Image location labeling entries:
┌──
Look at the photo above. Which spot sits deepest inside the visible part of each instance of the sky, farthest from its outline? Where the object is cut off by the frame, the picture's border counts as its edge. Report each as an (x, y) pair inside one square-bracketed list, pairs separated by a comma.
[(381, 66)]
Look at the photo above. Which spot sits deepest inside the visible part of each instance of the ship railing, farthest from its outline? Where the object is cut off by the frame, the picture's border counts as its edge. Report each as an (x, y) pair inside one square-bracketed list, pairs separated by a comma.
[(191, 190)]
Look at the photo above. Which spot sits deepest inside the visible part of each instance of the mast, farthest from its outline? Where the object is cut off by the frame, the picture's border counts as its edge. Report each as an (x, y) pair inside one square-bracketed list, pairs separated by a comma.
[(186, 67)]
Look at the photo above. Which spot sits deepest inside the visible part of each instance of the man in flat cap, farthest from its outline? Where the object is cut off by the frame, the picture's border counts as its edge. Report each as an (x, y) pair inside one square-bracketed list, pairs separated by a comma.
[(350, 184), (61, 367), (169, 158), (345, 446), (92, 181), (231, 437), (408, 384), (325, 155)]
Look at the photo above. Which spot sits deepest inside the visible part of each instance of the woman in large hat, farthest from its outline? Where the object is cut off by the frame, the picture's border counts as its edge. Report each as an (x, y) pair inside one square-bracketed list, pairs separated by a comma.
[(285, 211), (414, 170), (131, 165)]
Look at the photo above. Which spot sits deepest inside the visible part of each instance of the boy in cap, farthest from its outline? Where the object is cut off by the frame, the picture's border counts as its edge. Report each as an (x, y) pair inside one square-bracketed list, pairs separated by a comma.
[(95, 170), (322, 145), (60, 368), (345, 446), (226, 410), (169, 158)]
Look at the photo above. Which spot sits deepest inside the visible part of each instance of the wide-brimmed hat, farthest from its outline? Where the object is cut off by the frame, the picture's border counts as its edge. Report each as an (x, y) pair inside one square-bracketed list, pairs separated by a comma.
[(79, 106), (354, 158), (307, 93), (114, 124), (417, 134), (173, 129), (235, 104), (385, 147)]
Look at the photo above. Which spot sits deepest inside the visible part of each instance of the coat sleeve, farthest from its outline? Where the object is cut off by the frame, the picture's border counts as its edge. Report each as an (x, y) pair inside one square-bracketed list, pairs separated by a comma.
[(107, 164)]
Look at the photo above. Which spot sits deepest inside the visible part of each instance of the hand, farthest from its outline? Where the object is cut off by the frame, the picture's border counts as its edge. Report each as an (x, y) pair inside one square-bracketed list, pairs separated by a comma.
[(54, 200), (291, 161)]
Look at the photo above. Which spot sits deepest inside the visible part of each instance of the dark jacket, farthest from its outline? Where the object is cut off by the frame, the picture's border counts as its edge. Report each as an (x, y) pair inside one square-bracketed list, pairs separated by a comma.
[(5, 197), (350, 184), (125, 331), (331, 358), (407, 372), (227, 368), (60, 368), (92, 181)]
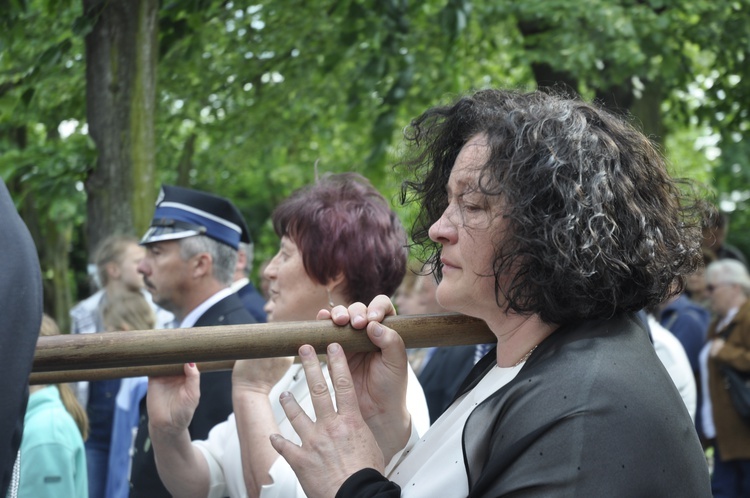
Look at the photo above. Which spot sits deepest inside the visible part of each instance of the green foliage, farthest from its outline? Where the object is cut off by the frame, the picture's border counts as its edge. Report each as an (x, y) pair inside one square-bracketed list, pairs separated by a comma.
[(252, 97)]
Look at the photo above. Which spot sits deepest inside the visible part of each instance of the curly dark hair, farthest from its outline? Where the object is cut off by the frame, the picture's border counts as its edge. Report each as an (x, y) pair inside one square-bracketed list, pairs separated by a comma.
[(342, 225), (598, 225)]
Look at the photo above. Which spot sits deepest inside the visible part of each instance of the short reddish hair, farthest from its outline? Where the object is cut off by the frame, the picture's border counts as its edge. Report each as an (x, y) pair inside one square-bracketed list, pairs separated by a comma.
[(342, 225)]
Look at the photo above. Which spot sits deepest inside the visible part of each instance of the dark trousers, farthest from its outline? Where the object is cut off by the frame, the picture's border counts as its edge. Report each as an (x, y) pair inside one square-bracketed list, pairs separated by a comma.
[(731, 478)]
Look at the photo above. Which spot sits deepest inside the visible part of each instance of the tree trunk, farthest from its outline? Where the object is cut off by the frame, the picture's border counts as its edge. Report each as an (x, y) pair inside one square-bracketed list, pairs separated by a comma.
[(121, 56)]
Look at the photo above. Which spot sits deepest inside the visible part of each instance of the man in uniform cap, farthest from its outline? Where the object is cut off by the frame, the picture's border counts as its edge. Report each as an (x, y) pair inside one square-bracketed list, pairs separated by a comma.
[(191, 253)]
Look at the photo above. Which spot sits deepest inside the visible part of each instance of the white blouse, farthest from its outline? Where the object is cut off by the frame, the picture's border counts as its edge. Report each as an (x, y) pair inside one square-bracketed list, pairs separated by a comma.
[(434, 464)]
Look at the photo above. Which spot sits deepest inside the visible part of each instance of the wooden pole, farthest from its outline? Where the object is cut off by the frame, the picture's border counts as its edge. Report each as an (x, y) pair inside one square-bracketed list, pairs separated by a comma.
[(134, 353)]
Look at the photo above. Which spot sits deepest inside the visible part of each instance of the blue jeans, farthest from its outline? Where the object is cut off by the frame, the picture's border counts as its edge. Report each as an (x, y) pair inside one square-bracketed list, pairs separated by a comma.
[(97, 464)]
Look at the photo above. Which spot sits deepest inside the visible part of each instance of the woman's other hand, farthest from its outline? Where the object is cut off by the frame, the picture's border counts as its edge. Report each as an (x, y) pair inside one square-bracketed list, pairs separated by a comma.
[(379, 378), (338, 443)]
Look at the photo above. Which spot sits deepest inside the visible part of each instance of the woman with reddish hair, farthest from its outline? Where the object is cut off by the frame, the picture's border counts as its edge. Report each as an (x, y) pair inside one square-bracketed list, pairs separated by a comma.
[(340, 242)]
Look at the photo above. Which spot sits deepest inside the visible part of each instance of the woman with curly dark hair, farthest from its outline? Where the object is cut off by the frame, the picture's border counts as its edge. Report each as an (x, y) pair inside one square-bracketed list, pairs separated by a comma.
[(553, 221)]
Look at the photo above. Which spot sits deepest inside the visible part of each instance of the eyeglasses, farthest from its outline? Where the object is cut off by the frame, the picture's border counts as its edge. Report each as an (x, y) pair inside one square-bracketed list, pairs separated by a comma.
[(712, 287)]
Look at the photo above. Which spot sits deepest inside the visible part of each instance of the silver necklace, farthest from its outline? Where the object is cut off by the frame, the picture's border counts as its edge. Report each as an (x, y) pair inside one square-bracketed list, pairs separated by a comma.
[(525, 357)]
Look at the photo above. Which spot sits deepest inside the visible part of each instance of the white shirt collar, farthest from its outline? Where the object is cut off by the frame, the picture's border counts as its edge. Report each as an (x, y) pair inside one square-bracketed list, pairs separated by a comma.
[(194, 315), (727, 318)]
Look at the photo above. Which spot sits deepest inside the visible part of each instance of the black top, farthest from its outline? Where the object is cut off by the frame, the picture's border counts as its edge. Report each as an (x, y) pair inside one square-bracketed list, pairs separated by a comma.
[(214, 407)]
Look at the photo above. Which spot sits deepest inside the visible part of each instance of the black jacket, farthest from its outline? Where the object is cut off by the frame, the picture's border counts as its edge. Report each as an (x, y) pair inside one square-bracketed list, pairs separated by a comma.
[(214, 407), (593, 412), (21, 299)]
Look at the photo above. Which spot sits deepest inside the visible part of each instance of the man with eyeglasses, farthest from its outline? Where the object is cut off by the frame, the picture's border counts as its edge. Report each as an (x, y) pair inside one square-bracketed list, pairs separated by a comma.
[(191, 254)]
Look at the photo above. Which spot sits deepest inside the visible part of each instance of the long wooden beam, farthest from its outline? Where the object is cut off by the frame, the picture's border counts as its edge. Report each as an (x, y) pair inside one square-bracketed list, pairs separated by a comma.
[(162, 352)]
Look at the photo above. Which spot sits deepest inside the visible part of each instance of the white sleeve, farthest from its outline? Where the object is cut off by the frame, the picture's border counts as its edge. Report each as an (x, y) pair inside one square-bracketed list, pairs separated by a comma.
└──
◆ What to do ◆
Revise everything from the line containing "dark trousers, farthest" down to the line containing "[(191, 253)]", putting "boundary" in place of "outline" and keeping all else the same.

◆ The solution ◆
Look at the photo above. Which spot sits deepest inside the visible part of each instance of the dark trousers, farthest from its boundary? Where the object is cut off by the frame, the picture's border counts as its edge. Report each as an (x, y) pair inside one square-bracketed list, pairs separated by a comma.
[(731, 478)]
Look at the photo above. Which spot sits deepest inside the visible part of each instance of the tree trunk, farthest from its boundary? Where the object is cut off by the frame, the picture's border counts as its edge. Report each as an (x, y) pair inside one square-bracketed list, pairs separated by a comma.
[(121, 56)]
Look at the photo above. Which spot sits deepest inside the visible part of each instance of the man in uniform cap, farthest from its boundary? Where the object is cut off by the frame, the picture's border counts as its edge. Report each as an (x, y) pair inside one square-bracketed list, pairs separated by a comma.
[(191, 253)]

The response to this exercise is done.